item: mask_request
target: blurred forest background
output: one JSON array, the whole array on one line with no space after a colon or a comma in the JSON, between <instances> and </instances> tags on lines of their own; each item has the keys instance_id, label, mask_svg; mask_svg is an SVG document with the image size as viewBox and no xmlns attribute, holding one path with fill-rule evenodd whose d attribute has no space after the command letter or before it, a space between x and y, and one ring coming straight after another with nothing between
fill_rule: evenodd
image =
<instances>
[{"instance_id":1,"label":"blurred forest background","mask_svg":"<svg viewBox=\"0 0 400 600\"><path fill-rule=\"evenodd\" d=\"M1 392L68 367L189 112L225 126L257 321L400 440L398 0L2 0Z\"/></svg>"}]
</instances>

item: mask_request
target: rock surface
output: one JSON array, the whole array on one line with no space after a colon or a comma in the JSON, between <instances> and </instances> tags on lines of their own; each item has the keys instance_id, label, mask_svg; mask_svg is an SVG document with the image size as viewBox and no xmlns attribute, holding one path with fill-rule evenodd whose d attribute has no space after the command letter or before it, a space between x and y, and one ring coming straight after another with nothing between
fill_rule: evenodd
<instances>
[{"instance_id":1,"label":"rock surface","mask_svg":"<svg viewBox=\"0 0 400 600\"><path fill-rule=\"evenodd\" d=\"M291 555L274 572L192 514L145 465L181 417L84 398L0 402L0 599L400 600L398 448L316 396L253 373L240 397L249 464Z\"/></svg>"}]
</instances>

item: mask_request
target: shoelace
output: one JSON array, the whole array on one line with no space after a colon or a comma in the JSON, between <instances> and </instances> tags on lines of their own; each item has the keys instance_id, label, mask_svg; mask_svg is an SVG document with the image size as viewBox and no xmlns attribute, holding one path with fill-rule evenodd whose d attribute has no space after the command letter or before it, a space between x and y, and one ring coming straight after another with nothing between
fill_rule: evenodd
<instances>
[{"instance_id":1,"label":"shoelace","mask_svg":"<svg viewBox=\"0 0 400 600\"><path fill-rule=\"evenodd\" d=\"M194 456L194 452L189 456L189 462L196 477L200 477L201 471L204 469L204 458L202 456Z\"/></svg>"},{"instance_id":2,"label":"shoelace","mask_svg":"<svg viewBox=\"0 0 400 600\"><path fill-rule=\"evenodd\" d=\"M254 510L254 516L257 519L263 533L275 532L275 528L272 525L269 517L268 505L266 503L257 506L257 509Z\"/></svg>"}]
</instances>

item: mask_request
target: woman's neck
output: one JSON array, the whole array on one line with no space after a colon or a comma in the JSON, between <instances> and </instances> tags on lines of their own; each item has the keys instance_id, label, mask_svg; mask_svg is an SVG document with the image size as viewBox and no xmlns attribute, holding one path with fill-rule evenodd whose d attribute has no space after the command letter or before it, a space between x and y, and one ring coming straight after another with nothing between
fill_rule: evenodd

^^^^^^^^

**WHAT YOU SHOULD DO:** Rewrite the listing above as a numbered list, from its first line up to and including the line with "target: blurred forest background", leaving out any blank lines.

**SOLUTION TO THIS EXERCISE:**
1. item: mask_request
2. target: blurred forest background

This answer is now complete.